***** Data for processing

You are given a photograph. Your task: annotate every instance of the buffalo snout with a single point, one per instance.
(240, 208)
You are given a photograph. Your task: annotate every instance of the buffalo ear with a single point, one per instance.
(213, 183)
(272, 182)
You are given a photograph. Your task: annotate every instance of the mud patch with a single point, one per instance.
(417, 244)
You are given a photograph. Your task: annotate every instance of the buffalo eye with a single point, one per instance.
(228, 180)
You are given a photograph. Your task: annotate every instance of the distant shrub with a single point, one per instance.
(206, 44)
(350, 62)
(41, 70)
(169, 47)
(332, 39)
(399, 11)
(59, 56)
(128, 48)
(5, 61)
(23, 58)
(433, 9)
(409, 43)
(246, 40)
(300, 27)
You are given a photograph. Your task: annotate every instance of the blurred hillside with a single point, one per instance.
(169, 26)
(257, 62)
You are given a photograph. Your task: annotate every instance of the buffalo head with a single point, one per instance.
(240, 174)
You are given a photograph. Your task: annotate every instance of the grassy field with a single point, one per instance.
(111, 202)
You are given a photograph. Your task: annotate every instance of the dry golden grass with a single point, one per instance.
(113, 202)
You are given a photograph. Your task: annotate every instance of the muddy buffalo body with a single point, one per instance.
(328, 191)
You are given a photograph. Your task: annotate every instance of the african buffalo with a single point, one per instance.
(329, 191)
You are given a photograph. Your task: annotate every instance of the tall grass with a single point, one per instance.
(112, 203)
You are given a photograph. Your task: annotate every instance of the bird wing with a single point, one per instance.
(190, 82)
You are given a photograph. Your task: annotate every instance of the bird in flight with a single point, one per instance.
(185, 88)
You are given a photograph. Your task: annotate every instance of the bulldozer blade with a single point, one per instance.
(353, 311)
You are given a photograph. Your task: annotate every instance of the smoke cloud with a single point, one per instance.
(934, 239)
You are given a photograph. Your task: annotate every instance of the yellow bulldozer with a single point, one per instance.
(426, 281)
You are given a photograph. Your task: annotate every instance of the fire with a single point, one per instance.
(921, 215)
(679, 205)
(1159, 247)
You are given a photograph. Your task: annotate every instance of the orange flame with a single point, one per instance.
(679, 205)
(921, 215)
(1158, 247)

**********

Copy word for word the part of the records that starts with the line containing "bulldozer with a single point, one per instance." and runs through the end of the records.

You are given a photograph. Your task: annotate every instance of the yellow bulldozer with a single point, one per instance.
(426, 281)
You are given a photograph. Your task: annotate every instance of the fire with a single point, one per instance.
(921, 215)
(679, 205)
(1159, 247)
You are given a photograph. Your task: annotate every instance of the orange flame with a single point, one per instance.
(679, 205)
(921, 215)
(1158, 247)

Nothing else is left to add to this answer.